Task: Provide only the number of lines below in which the string "white" occurs.

Recorded data:
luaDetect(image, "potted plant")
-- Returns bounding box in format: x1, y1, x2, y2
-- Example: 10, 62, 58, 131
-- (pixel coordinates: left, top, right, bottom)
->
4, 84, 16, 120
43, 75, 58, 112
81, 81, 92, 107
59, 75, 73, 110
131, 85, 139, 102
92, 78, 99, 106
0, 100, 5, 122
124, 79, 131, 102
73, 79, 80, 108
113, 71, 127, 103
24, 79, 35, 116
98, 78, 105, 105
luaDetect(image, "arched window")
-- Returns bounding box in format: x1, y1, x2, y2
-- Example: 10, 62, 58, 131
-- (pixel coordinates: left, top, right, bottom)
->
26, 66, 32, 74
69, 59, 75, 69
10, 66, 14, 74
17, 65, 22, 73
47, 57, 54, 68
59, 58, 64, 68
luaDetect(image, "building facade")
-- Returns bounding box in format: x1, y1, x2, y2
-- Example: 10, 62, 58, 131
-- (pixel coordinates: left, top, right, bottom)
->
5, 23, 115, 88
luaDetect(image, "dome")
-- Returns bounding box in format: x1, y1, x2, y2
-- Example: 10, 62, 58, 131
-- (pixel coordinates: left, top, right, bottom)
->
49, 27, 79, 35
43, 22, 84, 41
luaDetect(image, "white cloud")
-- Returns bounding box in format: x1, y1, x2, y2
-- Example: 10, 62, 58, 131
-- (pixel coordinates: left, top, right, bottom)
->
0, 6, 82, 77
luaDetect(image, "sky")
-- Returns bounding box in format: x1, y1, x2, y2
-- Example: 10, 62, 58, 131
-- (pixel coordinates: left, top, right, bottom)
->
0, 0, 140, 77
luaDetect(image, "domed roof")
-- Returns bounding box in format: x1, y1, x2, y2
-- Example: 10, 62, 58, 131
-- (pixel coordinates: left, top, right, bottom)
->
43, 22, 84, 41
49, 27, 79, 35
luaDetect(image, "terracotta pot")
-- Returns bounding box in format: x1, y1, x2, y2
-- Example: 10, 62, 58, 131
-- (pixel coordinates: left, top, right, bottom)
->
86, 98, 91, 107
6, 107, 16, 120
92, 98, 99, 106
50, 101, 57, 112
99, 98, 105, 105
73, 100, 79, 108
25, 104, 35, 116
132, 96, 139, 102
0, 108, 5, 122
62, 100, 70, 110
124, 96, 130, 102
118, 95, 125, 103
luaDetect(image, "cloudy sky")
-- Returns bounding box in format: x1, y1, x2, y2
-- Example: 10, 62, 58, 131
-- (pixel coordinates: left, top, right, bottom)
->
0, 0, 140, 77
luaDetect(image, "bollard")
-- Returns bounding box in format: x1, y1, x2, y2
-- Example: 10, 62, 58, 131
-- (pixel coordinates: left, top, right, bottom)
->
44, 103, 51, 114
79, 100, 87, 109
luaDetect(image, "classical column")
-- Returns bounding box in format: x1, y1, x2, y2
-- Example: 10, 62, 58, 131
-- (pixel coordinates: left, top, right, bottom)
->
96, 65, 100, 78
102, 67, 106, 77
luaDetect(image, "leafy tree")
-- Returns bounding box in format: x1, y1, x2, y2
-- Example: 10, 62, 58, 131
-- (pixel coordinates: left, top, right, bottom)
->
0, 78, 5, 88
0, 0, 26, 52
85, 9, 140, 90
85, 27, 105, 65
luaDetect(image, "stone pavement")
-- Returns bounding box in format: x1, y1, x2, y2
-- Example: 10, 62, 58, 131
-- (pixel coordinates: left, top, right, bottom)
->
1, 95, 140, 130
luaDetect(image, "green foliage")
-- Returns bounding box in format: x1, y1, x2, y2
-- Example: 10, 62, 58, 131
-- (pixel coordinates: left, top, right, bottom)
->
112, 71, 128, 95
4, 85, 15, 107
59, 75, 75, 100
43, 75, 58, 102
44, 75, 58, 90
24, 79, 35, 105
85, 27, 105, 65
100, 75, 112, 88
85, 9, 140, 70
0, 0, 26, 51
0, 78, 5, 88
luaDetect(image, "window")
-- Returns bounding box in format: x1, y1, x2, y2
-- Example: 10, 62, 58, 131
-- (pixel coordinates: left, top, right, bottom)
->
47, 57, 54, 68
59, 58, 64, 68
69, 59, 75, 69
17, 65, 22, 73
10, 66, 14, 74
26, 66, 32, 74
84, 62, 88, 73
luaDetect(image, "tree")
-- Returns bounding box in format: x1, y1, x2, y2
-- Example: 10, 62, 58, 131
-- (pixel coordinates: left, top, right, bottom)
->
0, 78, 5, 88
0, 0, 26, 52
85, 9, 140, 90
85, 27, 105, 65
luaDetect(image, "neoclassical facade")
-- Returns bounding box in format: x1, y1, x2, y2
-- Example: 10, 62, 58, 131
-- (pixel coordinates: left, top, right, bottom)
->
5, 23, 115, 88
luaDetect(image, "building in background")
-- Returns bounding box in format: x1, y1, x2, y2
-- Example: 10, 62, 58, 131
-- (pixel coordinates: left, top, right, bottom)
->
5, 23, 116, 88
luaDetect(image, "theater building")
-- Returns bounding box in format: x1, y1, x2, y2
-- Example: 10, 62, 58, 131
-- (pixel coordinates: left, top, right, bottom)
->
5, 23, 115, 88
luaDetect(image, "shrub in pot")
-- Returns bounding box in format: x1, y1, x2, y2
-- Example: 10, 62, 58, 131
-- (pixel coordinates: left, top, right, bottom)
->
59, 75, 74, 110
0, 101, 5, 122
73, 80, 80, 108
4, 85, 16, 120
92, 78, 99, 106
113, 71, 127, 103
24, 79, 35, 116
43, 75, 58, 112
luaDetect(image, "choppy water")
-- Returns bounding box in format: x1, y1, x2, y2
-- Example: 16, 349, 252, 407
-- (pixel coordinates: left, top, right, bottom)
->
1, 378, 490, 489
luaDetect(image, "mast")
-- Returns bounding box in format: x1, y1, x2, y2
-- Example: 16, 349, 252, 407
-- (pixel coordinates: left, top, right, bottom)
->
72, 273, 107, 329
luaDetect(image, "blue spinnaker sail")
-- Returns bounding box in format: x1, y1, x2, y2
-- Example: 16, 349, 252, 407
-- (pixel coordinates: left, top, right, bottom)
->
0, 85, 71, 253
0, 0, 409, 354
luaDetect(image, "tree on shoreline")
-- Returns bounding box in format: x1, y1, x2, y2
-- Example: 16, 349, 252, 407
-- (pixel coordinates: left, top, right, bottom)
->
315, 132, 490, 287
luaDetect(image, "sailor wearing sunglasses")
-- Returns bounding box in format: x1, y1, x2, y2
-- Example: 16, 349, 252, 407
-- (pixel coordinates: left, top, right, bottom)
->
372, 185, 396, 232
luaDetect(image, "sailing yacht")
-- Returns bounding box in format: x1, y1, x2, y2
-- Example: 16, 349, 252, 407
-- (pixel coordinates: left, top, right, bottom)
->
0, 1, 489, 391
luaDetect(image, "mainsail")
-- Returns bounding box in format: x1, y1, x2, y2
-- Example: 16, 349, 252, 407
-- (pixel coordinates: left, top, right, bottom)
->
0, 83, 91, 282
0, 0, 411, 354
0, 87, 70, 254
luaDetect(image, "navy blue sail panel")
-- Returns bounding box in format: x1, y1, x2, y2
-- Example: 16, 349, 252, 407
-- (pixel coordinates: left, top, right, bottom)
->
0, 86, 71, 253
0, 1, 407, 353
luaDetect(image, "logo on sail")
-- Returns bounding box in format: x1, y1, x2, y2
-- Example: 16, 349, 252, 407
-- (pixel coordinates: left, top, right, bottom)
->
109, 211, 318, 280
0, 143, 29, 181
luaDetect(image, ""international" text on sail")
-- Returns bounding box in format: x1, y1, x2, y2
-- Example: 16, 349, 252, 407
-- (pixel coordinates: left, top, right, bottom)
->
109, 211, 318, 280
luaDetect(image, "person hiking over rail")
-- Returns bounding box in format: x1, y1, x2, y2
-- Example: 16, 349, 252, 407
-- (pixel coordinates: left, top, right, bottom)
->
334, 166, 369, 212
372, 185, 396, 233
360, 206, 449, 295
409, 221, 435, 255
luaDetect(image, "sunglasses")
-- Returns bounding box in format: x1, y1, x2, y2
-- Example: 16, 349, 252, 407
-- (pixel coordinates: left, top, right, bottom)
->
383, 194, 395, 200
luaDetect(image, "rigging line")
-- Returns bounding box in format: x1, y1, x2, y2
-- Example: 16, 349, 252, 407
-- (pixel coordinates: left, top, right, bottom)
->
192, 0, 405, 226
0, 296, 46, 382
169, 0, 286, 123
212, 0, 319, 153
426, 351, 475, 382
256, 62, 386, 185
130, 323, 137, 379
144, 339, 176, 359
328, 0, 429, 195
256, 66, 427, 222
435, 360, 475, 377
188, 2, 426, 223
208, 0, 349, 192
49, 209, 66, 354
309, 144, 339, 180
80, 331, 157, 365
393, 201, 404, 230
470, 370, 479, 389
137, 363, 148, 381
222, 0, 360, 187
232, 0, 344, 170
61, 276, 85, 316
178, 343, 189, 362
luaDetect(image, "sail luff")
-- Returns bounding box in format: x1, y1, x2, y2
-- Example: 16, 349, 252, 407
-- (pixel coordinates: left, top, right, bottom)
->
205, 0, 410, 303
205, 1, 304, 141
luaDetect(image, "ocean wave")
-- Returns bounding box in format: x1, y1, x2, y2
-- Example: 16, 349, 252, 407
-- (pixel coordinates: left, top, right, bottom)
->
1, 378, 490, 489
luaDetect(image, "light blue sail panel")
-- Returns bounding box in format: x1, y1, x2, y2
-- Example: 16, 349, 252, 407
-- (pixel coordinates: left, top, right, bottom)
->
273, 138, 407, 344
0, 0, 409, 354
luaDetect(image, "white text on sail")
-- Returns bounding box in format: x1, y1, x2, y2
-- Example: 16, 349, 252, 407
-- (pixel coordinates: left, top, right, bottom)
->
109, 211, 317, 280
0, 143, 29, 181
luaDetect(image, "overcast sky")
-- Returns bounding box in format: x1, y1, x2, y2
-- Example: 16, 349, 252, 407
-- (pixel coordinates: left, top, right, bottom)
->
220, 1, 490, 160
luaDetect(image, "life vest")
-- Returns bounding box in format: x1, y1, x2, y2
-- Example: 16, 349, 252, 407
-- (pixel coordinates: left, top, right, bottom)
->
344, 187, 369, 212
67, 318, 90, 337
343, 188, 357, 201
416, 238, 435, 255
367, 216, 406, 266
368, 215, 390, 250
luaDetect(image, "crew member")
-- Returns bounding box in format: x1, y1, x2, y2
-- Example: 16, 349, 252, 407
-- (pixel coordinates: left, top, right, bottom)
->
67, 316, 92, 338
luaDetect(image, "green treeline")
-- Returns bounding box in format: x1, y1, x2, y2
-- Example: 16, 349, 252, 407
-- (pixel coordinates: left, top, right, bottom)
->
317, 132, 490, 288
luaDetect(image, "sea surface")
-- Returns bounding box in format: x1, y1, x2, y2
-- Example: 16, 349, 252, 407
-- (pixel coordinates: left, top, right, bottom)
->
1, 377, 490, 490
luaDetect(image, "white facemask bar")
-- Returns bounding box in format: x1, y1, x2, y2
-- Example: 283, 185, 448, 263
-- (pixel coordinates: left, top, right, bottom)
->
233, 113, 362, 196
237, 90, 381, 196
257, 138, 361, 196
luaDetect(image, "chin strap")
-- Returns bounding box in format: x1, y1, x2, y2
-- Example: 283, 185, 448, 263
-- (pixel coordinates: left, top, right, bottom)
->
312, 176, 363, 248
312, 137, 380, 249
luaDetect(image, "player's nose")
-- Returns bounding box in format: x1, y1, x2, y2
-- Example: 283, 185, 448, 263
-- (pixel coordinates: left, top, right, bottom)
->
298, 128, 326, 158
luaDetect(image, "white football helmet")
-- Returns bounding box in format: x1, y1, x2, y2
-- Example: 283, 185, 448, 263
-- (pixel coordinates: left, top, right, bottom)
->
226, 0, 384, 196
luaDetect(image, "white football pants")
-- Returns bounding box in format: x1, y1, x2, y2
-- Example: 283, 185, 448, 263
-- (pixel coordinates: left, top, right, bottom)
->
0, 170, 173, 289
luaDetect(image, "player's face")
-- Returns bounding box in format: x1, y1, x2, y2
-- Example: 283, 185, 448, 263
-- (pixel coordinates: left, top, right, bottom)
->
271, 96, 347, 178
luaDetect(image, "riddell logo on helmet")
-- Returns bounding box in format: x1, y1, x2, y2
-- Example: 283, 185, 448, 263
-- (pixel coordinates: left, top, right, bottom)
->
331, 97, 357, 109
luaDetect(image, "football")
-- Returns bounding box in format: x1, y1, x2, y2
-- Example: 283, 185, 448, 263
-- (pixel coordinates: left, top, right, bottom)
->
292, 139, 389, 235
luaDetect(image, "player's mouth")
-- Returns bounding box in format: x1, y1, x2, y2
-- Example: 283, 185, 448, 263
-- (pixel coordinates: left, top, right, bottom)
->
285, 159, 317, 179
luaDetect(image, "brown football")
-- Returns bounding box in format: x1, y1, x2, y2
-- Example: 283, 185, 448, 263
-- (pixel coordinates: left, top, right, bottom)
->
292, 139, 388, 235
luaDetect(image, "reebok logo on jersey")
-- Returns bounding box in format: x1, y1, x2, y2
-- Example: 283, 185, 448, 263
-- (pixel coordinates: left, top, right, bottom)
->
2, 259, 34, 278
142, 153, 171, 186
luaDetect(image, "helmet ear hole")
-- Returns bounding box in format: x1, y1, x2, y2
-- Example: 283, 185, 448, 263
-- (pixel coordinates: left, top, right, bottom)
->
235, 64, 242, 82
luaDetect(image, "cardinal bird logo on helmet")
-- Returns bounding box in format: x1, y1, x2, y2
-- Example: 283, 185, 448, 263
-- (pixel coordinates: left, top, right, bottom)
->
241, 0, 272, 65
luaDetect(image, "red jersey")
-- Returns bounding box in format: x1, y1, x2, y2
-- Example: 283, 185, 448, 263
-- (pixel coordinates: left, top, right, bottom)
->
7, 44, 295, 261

Answer space: 5